**À FAIRE**
1) Selon le texte sur le vieillissement, que peuvent devenir les aînés pour nos sociétés ?
2) Reprenez le texte sur le vieillissement là où il s'arrête et écrivez la suite.

**TEXTE PRÉSENTÉ**
16Cette nouvelle culture des problèmes publics repose sur de nouveaux univers de sens portés par les acteurs du RTE initié par l’État. La volonté politique de faire du vieillissement « une source d’économie positive » est centrale et permet la mise en ordre de représentations renouvelées, d’une part de la vieillesse et d’autre part de l’action publique. « Le vieillissement est donc aussi une bonne nouvelle pour l’économie : relativement aisés, raisonnablement consommateurs et moins réticents à l’innovation que ce que suggèrent les représentations traditionnelles, les aînés peuvent être une locomotive économique pour nos sociétés si celles-ci savent développer les services et l’industrie du vivre chez soi » (Lettre de mission rapport Vivre chez soi, Pr Franco).
Configurations territoriales et production d’un référentiel « médico-technique »

Données de localisation d'un point par instance
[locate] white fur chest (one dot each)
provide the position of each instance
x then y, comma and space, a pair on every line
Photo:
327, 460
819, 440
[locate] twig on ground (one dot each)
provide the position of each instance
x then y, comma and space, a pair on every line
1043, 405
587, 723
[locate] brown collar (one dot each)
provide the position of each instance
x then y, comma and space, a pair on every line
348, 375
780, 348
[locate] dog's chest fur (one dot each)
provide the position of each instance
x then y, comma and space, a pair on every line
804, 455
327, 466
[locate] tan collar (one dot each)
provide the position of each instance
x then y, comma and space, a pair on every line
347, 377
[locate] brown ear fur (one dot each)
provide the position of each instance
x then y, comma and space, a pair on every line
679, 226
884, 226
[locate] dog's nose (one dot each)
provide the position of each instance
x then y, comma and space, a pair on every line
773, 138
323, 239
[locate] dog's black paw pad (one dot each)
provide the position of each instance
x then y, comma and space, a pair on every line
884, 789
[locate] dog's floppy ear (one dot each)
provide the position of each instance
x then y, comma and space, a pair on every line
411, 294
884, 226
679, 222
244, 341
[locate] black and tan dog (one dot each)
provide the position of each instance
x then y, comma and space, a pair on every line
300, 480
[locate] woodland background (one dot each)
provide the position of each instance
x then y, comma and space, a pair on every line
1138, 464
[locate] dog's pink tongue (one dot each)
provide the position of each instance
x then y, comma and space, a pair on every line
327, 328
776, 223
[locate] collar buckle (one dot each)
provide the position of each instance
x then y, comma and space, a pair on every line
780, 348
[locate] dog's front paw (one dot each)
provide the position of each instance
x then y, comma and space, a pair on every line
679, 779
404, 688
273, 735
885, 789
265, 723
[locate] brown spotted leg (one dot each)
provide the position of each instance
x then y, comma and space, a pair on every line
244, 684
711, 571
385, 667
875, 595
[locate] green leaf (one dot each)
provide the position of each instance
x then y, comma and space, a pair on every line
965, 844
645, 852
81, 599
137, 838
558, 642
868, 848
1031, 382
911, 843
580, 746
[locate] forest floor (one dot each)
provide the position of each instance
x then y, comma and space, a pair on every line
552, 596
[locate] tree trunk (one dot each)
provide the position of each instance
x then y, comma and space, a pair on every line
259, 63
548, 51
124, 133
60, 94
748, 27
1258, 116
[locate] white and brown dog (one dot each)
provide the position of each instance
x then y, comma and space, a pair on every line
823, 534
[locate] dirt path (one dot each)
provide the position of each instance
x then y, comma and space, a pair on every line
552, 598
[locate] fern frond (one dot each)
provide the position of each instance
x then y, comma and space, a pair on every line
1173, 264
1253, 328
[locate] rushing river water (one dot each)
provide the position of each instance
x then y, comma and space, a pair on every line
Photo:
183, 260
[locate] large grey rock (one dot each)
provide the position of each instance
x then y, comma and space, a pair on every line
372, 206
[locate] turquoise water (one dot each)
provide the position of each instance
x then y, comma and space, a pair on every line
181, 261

**CORRIGÉ**
1) Une locomotive économique, si nos sociétés savent développer les services et l'industrie du vivre chez soi.

2)
17À l’échelon local, à travers les diverses initiatives qu’ils soutiennent, les conseils départementaux, expriment également implicitement une revendication de « droit de propriété » dans la redéfinition des problèmes de la vieillesse. Les notions de performance, de rationalisation de l’action et de maîtrise tant de l’activité humaine que des coûts qu’elle engendre, sont très présentes dans les discours. Certains instruments de gestion des affaires, propres au secteur industriel deviennent des modes de gouvernance des affaires publiques :
« L’ARS porte un projet sur le territoire des HCL (Hospices civils de Lyon) et dans le Nord Isère. Vous voyez, il y a une agrégation des intérêts. La filière “micro-nano” a également été sollicitée. On doit développer une stratégie intelligente d’innovation régionale, cela émerge avec les FEDER (fonds européens de développement régional). Le Préfet de région veut un démonstrateur qui s’appuie sur une infrastructure partagée dans trois domaines : les mobilités (par exemple le covoiturage dynamique), la gestion de l’énergie (avec la Smart green), la santé à domicile et l’autonomie. On voit bien que l’ambition pour tout le monde est de maintenir et de développer un écosystème territorial »
entretien, conseil départemental.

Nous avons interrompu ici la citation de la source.